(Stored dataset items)
------------------------------------------------

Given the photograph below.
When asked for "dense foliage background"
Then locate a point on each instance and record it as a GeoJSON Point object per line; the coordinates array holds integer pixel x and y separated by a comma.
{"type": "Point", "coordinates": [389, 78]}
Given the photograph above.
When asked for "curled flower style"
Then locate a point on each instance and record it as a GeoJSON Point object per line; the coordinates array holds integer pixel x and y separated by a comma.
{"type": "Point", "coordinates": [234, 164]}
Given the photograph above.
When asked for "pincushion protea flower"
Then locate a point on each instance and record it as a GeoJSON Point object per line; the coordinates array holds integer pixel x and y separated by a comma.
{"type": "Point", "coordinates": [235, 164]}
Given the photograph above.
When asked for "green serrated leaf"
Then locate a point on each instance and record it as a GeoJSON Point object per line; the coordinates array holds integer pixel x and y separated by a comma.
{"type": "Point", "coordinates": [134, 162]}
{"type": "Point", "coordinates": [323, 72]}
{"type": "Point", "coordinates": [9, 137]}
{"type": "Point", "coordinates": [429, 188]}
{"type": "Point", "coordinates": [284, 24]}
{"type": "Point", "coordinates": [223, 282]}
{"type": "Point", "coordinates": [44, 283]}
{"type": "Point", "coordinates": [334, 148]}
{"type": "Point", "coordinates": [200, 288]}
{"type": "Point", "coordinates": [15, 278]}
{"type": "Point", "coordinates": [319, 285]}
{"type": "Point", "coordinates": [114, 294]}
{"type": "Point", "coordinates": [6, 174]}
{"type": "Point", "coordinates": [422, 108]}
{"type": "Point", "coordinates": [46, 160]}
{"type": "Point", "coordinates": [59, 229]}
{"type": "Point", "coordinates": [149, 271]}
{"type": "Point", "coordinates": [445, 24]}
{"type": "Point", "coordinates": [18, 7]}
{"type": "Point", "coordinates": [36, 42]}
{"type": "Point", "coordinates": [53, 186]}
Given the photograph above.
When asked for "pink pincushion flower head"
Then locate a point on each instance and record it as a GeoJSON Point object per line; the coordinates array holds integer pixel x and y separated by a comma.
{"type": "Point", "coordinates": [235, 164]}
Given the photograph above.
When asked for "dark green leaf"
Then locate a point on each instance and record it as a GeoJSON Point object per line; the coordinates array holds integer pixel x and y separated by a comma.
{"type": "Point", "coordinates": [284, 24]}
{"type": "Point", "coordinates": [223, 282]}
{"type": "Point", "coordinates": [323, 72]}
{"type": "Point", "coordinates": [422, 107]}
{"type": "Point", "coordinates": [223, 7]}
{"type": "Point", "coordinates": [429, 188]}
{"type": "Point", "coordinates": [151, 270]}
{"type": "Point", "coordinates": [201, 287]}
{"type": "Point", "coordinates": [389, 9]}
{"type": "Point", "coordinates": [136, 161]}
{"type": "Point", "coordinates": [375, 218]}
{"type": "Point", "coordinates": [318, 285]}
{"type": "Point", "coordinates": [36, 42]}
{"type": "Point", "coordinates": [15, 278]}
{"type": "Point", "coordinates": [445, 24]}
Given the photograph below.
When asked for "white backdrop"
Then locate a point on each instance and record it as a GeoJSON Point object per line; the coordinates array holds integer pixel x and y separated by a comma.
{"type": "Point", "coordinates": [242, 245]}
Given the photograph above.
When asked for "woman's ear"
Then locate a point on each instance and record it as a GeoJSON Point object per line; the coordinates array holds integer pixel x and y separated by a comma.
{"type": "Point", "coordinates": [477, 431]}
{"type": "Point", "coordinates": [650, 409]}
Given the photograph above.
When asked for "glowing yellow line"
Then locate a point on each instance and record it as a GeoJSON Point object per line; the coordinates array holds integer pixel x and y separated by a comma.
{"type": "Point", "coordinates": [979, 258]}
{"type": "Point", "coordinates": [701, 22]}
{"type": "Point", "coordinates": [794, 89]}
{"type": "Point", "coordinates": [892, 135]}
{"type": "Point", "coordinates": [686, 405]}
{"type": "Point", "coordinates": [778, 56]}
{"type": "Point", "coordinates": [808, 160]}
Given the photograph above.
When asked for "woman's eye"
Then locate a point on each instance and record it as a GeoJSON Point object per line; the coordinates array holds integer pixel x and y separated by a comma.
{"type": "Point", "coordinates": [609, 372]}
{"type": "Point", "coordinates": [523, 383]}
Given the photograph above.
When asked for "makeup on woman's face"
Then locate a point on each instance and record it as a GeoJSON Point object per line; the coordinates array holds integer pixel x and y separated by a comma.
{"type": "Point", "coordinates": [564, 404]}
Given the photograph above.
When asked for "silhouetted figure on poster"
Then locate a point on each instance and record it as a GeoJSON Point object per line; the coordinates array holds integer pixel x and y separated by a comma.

------------------------------------------------

Aim | Exactly as shown above, return every record.

Answer to this exercise |
Given the photograph below.
When asked for "dense foliage background"
Then locate a point on each instance and record it as a GeoJSON Point object per line; the coordinates array holds integer pixel x and y separated by a comma.
{"type": "Point", "coordinates": [389, 78]}
Given the photograph above.
When asked for "curled flower style"
Then locate a point on each instance and record it as a GeoJSON Point object per line; the coordinates array holds integer pixel x and y separated by a comma.
{"type": "Point", "coordinates": [234, 164]}
Given the photograph above.
When asked for "pincushion protea flower"
Then locate a point on each instance and record it as a GeoJSON Point object per line; the coordinates array holds integer pixel x and y separated by a comma.
{"type": "Point", "coordinates": [235, 164]}
Given the photograph above.
When asked for "green serrated leaf"
Then locate a point on each instance and record it as a GeoJSON Point object per line; the coordinates array holds integer pixel x and y separated by a comma.
{"type": "Point", "coordinates": [134, 162]}
{"type": "Point", "coordinates": [323, 72]}
{"type": "Point", "coordinates": [9, 137]}
{"type": "Point", "coordinates": [429, 188]}
{"type": "Point", "coordinates": [284, 24]}
{"type": "Point", "coordinates": [223, 282]}
{"type": "Point", "coordinates": [44, 283]}
{"type": "Point", "coordinates": [334, 148]}
{"type": "Point", "coordinates": [200, 288]}
{"type": "Point", "coordinates": [15, 278]}
{"type": "Point", "coordinates": [319, 285]}
{"type": "Point", "coordinates": [114, 294]}
{"type": "Point", "coordinates": [6, 174]}
{"type": "Point", "coordinates": [422, 108]}
{"type": "Point", "coordinates": [46, 160]}
{"type": "Point", "coordinates": [59, 229]}
{"type": "Point", "coordinates": [149, 271]}
{"type": "Point", "coordinates": [445, 24]}
{"type": "Point", "coordinates": [18, 7]}
{"type": "Point", "coordinates": [36, 42]}
{"type": "Point", "coordinates": [53, 186]}
Given the photograph above.
When asked for "pink pincushion flower head"
Then locate a point on each instance and record it as a GeoJSON Point object per line; the coordinates array holds integer pixel x and y separated by a comma.
{"type": "Point", "coordinates": [235, 164]}
Given the photograph above.
When asked for "dark green leaf"
Then locate a point on each instance and record it as a GeoJSON Point object per line; the coordinates array holds integer pixel x and y separated by a comma.
{"type": "Point", "coordinates": [284, 24]}
{"type": "Point", "coordinates": [223, 282]}
{"type": "Point", "coordinates": [323, 72]}
{"type": "Point", "coordinates": [422, 107]}
{"type": "Point", "coordinates": [223, 7]}
{"type": "Point", "coordinates": [429, 188]}
{"type": "Point", "coordinates": [151, 270]}
{"type": "Point", "coordinates": [201, 287]}
{"type": "Point", "coordinates": [389, 9]}
{"type": "Point", "coordinates": [136, 161]}
{"type": "Point", "coordinates": [375, 218]}
{"type": "Point", "coordinates": [318, 285]}
{"type": "Point", "coordinates": [36, 42]}
{"type": "Point", "coordinates": [15, 278]}
{"type": "Point", "coordinates": [445, 24]}
Given the photograph below.
When asked for "white backdrop"
Then locate a point on each instance and record it as a GeoJSON Point object per line; the coordinates array holds integer pixel x and y separated by a comma.
{"type": "Point", "coordinates": [242, 245]}
Given the photograph above.
When asked for "woman's ear"
Then locate a point on each instance and record it as a GeoJSON Point object per line; the coordinates array holds integer pixel x and y separated by a comma.
{"type": "Point", "coordinates": [477, 431]}
{"type": "Point", "coordinates": [650, 409]}
Given the photograph above.
When asked for "glowing yellow line"
Then locate a point on each instance and record it as a GeoJSON Point object per line; the coordinates array holds integer pixel x and y separated by a comma.
{"type": "Point", "coordinates": [979, 258]}
{"type": "Point", "coordinates": [701, 22]}
{"type": "Point", "coordinates": [794, 89]}
{"type": "Point", "coordinates": [892, 135]}
{"type": "Point", "coordinates": [686, 405]}
{"type": "Point", "coordinates": [778, 56]}
{"type": "Point", "coordinates": [808, 160]}
Given the photograph above.
When asked for "woman's eye"
Then locate a point on each instance and record it as a GeoJSON Point object per line; the coordinates array holds integer pixel x and y separated by a comma.
{"type": "Point", "coordinates": [609, 372]}
{"type": "Point", "coordinates": [523, 383]}
Given the photograph above.
When asked for "makeup on woman's face"
Then locate a point on each instance and record it as a GeoJSON Point object per line; the coordinates array holds integer pixel x and y separated by a comma.
{"type": "Point", "coordinates": [564, 404]}
Given the photograph above.
When asked for "silhouetted figure on poster"
Then locate a point on each instance and record it as a GeoJSON Point object per line; the coordinates array holds integer pixel x and y separated by a comma.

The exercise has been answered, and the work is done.